=== Task goal ===
When you retype the listing, keep every word exactly as it appears.

=== Recorded information ===
= Beginning of Section =
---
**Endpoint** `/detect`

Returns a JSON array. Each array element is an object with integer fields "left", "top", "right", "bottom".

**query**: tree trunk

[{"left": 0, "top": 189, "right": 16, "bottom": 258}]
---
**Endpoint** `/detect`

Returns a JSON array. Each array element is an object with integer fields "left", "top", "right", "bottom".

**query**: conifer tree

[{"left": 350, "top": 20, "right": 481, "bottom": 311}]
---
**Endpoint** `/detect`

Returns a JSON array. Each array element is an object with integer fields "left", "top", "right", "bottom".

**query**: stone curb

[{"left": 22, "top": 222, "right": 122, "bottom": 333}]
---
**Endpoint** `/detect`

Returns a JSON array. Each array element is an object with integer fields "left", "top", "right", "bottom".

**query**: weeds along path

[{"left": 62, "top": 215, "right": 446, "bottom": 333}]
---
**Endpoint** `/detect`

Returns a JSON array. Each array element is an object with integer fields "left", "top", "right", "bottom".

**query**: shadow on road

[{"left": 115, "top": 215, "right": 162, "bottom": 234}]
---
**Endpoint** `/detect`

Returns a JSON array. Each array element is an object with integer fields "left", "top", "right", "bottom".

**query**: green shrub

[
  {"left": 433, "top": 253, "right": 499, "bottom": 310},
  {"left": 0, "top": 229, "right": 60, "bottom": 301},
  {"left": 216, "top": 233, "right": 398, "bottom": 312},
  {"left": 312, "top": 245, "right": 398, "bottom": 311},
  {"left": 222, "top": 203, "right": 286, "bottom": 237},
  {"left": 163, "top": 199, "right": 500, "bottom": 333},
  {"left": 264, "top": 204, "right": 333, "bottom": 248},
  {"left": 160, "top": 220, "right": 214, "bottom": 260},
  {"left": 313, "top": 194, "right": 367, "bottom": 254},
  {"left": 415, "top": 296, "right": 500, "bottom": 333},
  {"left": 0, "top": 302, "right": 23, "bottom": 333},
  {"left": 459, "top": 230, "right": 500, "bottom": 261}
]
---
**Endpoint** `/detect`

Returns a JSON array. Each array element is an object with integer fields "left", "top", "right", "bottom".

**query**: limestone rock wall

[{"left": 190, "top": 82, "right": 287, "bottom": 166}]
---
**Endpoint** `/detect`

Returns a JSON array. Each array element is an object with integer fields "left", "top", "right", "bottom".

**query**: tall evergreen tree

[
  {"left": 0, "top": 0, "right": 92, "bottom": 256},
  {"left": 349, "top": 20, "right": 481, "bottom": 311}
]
= End of Section =
=== Result below ===
---
**Endpoint** `/detect`

Returns a JSON array. Each array element is an object with integer fields "left", "top", "right", "bottom".

**query**: tree trunk

[{"left": 0, "top": 189, "right": 16, "bottom": 258}]
---
**Endpoint** `/detect`

Returns a JSON array. Each array element is an object with integer fields "left", "top", "right", "bottom".

**query**: conifer tree

[{"left": 350, "top": 20, "right": 481, "bottom": 311}]
---
**Endpoint** `/detect`

Returns a JSON array. Each array element is an object with integer fields "left", "top", "right", "bottom".

**query**: stone curb

[{"left": 22, "top": 222, "right": 122, "bottom": 333}]
---
**Endpoint** `/detect`

Returns a JSON array. Each array element is an object with integer fields "left", "top", "right", "bottom".

**query**: weeds along path

[{"left": 62, "top": 215, "right": 446, "bottom": 333}]
---
**Endpoint** `/detect`

Returns a JSON array. Each array element is an object with integer fields "left", "top", "right", "bottom".

**query**: shadow on road

[{"left": 115, "top": 215, "right": 162, "bottom": 234}]
---
**Endpoint** `/detect`

Returns a JSON array. Each array element is an object with integer fields "left", "top", "right", "bottom".

**query**: green shrub

[
  {"left": 433, "top": 253, "right": 499, "bottom": 310},
  {"left": 0, "top": 229, "right": 60, "bottom": 301},
  {"left": 216, "top": 233, "right": 398, "bottom": 312},
  {"left": 312, "top": 245, "right": 398, "bottom": 311},
  {"left": 222, "top": 203, "right": 286, "bottom": 237},
  {"left": 163, "top": 199, "right": 500, "bottom": 333},
  {"left": 264, "top": 204, "right": 333, "bottom": 248},
  {"left": 160, "top": 220, "right": 214, "bottom": 260},
  {"left": 313, "top": 194, "right": 367, "bottom": 254},
  {"left": 415, "top": 296, "right": 500, "bottom": 333},
  {"left": 0, "top": 302, "right": 23, "bottom": 333},
  {"left": 459, "top": 230, "right": 500, "bottom": 261}
]
---
**Endpoint** `/detect`

Returns a JSON array. Each array element is an object with integer fields "left", "top", "right", "bottom".

**query**: limestone rock wall

[{"left": 190, "top": 82, "right": 287, "bottom": 166}]
---
**Endpoint** `/detect`

Returns a JSON array. Each array element is an object with integer fields "left", "top", "right", "bottom".

**query**: tall evergreen tree

[
  {"left": 0, "top": 0, "right": 92, "bottom": 256},
  {"left": 349, "top": 20, "right": 481, "bottom": 311}
]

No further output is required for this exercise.